» **WHAT NEEDS TO BE DONE**:
Echo back the lines of the listing exactly, starting with the line containing "[segment] dense green tree" and going on through the last line of the listing.
━━━━━━━━━━
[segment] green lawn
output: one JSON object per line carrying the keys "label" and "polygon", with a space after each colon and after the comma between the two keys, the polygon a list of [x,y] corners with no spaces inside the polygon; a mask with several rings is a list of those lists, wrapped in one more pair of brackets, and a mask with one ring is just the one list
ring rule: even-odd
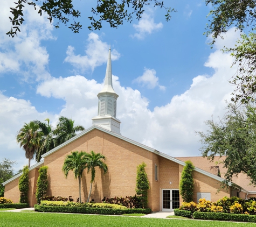
{"label": "green lawn", "polygon": [[0,226],[254,226],[254,223],[238,223],[188,219],[70,214],[0,212]]}
{"label": "green lawn", "polygon": [[0,211],[4,211],[5,210],[16,210],[15,208],[0,208]]}

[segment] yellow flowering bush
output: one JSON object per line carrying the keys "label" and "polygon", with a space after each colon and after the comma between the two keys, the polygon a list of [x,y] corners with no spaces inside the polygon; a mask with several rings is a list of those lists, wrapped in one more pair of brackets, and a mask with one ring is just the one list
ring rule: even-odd
{"label": "yellow flowering bush", "polygon": [[12,203],[12,201],[10,198],[6,198],[4,197],[0,197],[0,204],[6,203]]}
{"label": "yellow flowering bush", "polygon": [[212,205],[211,207],[211,212],[223,212],[223,208],[220,205]]}
{"label": "yellow flowering bush", "polygon": [[234,205],[230,206],[230,210],[231,214],[243,213],[243,207],[238,203],[234,203]]}
{"label": "yellow flowering bush", "polygon": [[249,211],[250,214],[256,215],[256,201],[247,202],[246,202],[246,205],[247,205],[247,209]]}
{"label": "yellow flowering bush", "polygon": [[52,207],[92,207],[98,208],[110,209],[127,209],[126,207],[110,203],[79,203],[69,201],[41,201],[40,205],[50,205]]}
{"label": "yellow flowering bush", "polygon": [[189,210],[193,213],[195,211],[198,211],[197,204],[194,202],[190,202],[189,203],[186,203],[183,202],[182,203],[181,207],[179,208],[180,210]]}
{"label": "yellow flowering bush", "polygon": [[200,212],[209,212],[211,210],[212,203],[205,198],[200,198],[197,204],[198,211]]}

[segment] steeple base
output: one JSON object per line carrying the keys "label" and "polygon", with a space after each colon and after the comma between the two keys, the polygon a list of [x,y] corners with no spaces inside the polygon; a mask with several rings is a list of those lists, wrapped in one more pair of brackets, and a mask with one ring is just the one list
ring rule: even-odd
{"label": "steeple base", "polygon": [[121,122],[112,116],[99,116],[92,118],[93,124],[99,126],[113,132],[120,133]]}

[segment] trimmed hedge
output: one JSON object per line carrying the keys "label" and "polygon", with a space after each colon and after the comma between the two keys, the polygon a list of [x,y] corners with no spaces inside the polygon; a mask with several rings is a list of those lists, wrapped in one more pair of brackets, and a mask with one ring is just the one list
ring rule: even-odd
{"label": "trimmed hedge", "polygon": [[204,220],[233,221],[236,222],[256,222],[256,216],[237,214],[213,213],[196,211],[193,218]]}
{"label": "trimmed hedge", "polygon": [[176,216],[181,216],[182,217],[191,217],[192,212],[189,210],[182,210],[179,209],[174,209],[174,214]]}
{"label": "trimmed hedge", "polygon": [[27,208],[29,207],[27,203],[4,203],[0,204],[0,208]]}
{"label": "trimmed hedge", "polygon": [[41,201],[42,205],[50,205],[52,207],[93,207],[98,208],[109,209],[127,209],[126,207],[110,203],[74,203],[73,202],[65,201]]}
{"label": "trimmed hedge", "polygon": [[121,215],[123,214],[150,214],[150,209],[109,209],[92,207],[52,207],[50,205],[34,205],[34,209],[40,212],[54,212],[61,213],[95,214],[101,215]]}

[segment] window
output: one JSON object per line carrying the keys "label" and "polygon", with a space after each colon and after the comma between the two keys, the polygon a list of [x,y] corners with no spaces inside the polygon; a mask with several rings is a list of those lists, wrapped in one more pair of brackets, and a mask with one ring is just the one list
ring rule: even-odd
{"label": "window", "polygon": [[155,165],[155,180],[158,180],[158,166],[157,165]]}

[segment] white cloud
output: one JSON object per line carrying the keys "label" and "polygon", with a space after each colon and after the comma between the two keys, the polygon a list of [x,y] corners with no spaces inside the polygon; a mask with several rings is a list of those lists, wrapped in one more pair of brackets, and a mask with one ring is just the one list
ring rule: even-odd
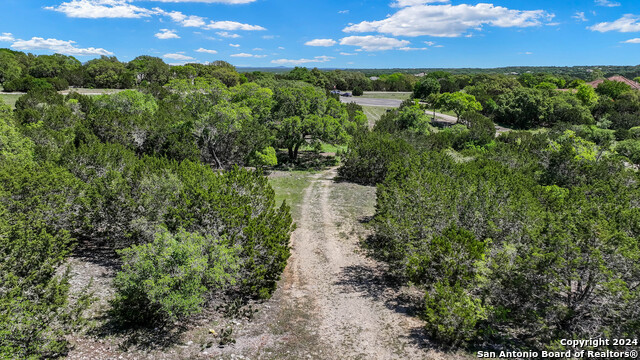
{"label": "white cloud", "polygon": [[203,29],[207,30],[228,30],[228,31],[236,31],[236,30],[244,30],[244,31],[263,31],[267,30],[259,25],[249,25],[239,23],[237,21],[212,21],[209,24],[203,26]]}
{"label": "white cloud", "polygon": [[407,7],[438,2],[447,3],[449,0],[397,0],[395,3],[391,4],[391,7]]}
{"label": "white cloud", "polygon": [[401,51],[417,51],[417,50],[429,50],[429,48],[412,48],[412,47],[408,47],[407,46],[407,47],[399,48],[398,50],[401,50]]}
{"label": "white cloud", "polygon": [[331,56],[322,55],[322,56],[316,56],[313,59],[297,59],[297,60],[277,59],[277,60],[271,60],[271,63],[277,64],[277,65],[302,65],[307,63],[323,63],[323,62],[331,61],[331,59],[335,59],[335,58]]}
{"label": "white cloud", "polygon": [[176,34],[175,30],[169,30],[169,29],[160,29],[160,32],[155,34],[154,36],[160,40],[180,39],[180,36]]}
{"label": "white cloud", "polygon": [[307,41],[304,43],[307,46],[333,46],[337,44],[337,42],[333,39],[313,39],[311,41]]}
{"label": "white cloud", "polygon": [[[103,0],[114,1],[114,0]],[[118,0],[120,1],[120,0]],[[185,15],[180,11],[164,11],[160,8],[154,8],[154,13],[159,15],[168,16],[171,20],[177,22],[184,27],[198,27],[205,30],[227,30],[227,31],[262,31],[267,30],[259,25],[243,24],[237,21],[208,21],[207,18],[197,15]]]}
{"label": "white cloud", "polygon": [[572,18],[580,21],[587,21],[587,18],[586,16],[584,16],[584,12],[582,11],[577,11],[576,14],[572,16]]}
{"label": "white cloud", "polygon": [[636,15],[626,14],[620,19],[614,22],[603,22],[593,26],[588,27],[593,31],[599,32],[608,32],[608,31],[619,31],[619,32],[636,32],[640,31],[640,18]]}
{"label": "white cloud", "polygon": [[381,51],[402,48],[409,45],[407,40],[398,40],[380,35],[349,36],[340,40],[340,45],[359,46],[365,51]]}
{"label": "white cloud", "polygon": [[378,32],[395,36],[458,37],[483,25],[497,27],[540,26],[554,17],[543,10],[512,10],[493,4],[414,5],[384,20],[353,24],[344,32]]}
{"label": "white cloud", "polygon": [[231,54],[230,56],[231,57],[254,57],[254,58],[267,57],[267,55],[254,55],[254,54],[247,54],[247,53]]}
{"label": "white cloud", "polygon": [[13,37],[12,33],[2,33],[2,35],[0,35],[0,41],[14,41],[15,38]]}
{"label": "white cloud", "polygon": [[203,18],[202,16],[185,15],[180,11],[167,12],[160,8],[154,8],[153,10],[155,10],[160,15],[170,17],[171,20],[177,22],[178,24],[184,27],[203,27],[207,24],[207,22],[205,21],[206,18]]}
{"label": "white cloud", "polygon": [[205,48],[200,48],[200,49],[196,50],[196,52],[206,53],[206,54],[217,54],[218,53],[215,50],[209,50],[209,49],[205,49]]}
{"label": "white cloud", "polygon": [[616,7],[616,6],[620,6],[620,3],[615,1],[610,1],[610,0],[596,0],[596,5],[605,6],[605,7]]}
{"label": "white cloud", "polygon": [[56,53],[73,56],[113,55],[111,51],[102,48],[78,48],[75,41],[58,39],[43,39],[33,37],[31,40],[16,40],[11,47],[17,50],[51,50]]}
{"label": "white cloud", "polygon": [[256,0],[147,0],[147,1],[158,1],[158,2],[201,2],[201,3],[220,3],[220,4],[249,4]]}
{"label": "white cloud", "polygon": [[141,18],[155,11],[130,4],[127,0],[72,0],[45,9],[61,12],[72,18]]}
{"label": "white cloud", "polygon": [[226,31],[218,31],[216,34],[218,36],[220,36],[220,37],[226,37],[226,38],[229,38],[229,39],[237,39],[237,38],[241,38],[242,37],[242,36],[240,36],[238,34],[233,34],[233,33],[226,32]]}
{"label": "white cloud", "polygon": [[165,58],[165,59],[180,60],[180,61],[195,60],[191,56],[187,56],[187,55],[182,54],[182,53],[164,54],[164,55],[162,55],[162,57]]}

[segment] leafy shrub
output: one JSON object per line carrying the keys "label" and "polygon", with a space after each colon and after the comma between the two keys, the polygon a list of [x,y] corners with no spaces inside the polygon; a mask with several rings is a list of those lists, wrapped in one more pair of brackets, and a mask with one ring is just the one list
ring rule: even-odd
{"label": "leafy shrub", "polygon": [[388,166],[408,157],[413,148],[392,135],[367,132],[354,138],[338,169],[340,177],[359,184],[375,185],[384,180]]}
{"label": "leafy shrub", "polygon": [[602,147],[608,147],[615,140],[613,130],[601,129],[594,125],[580,125],[573,127],[573,130],[581,138],[594,142]]}
{"label": "leafy shrub", "polygon": [[634,164],[640,164],[640,141],[624,140],[616,144],[616,151]]}
{"label": "leafy shrub", "polygon": [[471,232],[450,226],[442,235],[425,241],[423,249],[406,249],[406,275],[416,284],[448,279],[451,283],[469,286],[477,280],[486,248],[486,242],[476,240]]}
{"label": "leafy shrub", "polygon": [[28,92],[31,90],[54,90],[54,86],[45,79],[36,79],[30,75],[4,84],[4,91],[6,92]]}
{"label": "leafy shrub", "polygon": [[487,319],[487,309],[478,298],[467,294],[459,284],[438,281],[425,295],[423,318],[426,330],[436,339],[460,345],[478,333],[477,324]]}
{"label": "leafy shrub", "polygon": [[276,207],[274,191],[260,172],[236,168],[218,174],[188,161],[175,172],[183,187],[166,215],[169,230],[184,227],[228,239],[241,249],[241,291],[269,297],[290,256],[289,206]]}
{"label": "leafy shrub", "polygon": [[[6,213],[3,214],[6,216]],[[0,230],[0,355],[36,359],[66,351],[68,275],[55,276],[70,251],[68,233],[14,218]]]}
{"label": "leafy shrub", "polygon": [[66,79],[55,77],[45,79],[56,91],[67,90],[69,88],[69,82]]}
{"label": "leafy shrub", "polygon": [[202,311],[207,295],[235,282],[237,251],[211,236],[157,233],[152,243],[120,251],[114,312],[124,323],[151,324]]}
{"label": "leafy shrub", "polygon": [[496,137],[496,127],[489,118],[478,113],[463,115],[469,123],[469,140],[477,146],[492,142]]}
{"label": "leafy shrub", "polygon": [[[369,246],[427,288],[430,331],[452,343],[477,333],[544,349],[558,336],[637,329],[626,316],[640,301],[638,174],[596,157],[597,146],[571,131],[497,144],[463,162],[447,152],[399,161],[378,185]],[[491,242],[479,251],[474,237]],[[452,310],[463,307],[469,313]]]}
{"label": "leafy shrub", "polygon": [[255,164],[258,166],[276,166],[278,165],[278,157],[276,150],[271,146],[259,151],[255,155]]}

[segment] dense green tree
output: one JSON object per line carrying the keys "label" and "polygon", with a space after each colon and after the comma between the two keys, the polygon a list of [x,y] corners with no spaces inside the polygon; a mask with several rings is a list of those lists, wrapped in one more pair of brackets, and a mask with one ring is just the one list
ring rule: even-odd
━━━━━━━━━━
» **TASK RESULT**:
[segment] dense green tree
output: one JSON object per line carrying the keys "label" and "polygon", with a space after each colon and after the comma between the two keys, the polygon a list of [x,y] corners with no spaces inside the polygon; a mask with several rings is a list of those lists, wrapped in one more pair of brackets, and a mask with one ring is just the one list
ring rule: even-odd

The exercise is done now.